[DATA SHOWN — start]

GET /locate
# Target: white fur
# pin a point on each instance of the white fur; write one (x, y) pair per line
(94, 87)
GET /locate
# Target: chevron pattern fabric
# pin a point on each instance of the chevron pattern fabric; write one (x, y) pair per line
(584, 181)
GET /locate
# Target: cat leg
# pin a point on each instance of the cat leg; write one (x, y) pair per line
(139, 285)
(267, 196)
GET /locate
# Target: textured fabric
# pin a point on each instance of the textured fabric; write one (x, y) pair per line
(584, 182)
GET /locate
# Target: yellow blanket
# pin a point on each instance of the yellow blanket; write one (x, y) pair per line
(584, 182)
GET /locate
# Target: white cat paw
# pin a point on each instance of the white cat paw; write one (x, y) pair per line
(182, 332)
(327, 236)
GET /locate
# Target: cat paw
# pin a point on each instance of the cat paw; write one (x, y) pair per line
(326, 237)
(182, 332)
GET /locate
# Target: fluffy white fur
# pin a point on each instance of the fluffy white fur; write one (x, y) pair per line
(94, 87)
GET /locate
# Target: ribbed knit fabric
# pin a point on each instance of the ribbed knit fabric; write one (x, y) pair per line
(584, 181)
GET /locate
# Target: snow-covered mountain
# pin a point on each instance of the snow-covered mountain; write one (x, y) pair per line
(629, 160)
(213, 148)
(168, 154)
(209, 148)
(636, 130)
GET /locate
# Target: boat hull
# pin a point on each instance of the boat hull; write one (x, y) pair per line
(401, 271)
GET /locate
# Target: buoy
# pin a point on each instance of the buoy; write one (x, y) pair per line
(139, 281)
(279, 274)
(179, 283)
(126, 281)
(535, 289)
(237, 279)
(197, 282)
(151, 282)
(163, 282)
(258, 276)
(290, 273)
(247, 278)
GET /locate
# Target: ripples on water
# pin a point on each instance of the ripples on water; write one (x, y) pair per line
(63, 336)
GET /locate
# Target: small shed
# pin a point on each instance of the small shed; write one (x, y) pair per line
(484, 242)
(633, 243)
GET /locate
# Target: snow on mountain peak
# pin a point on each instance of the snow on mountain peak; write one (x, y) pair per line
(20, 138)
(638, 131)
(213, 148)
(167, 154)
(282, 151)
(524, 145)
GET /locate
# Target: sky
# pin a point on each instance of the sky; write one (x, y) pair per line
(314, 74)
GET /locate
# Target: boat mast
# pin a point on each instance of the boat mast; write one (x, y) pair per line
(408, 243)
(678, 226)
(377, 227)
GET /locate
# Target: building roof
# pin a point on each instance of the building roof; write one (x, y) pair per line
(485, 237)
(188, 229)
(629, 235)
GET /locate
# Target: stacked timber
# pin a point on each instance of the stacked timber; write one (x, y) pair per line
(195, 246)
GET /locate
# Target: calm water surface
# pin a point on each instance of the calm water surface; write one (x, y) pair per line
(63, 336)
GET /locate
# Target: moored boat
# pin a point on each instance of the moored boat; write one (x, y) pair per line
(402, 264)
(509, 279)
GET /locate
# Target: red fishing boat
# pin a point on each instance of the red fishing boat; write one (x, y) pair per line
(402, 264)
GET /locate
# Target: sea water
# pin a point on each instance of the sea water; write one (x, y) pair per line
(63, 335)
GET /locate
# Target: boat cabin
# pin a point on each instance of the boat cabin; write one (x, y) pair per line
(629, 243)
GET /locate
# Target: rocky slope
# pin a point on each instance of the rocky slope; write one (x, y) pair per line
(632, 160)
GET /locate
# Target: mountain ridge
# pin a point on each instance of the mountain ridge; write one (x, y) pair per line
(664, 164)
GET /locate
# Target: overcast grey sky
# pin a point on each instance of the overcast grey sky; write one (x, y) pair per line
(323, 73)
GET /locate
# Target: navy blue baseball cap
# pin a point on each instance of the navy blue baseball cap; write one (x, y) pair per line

[DATA SHOWN — finish]

INSTRUCTIONS FOR THE TASK
Read the entries and pick out all lines that include the word "baseball".

EXERCISE RESPONSE
# Target: navy blue baseball cap
# pin a point on each instance of the navy blue baseball cap; write one (x, y) pair per line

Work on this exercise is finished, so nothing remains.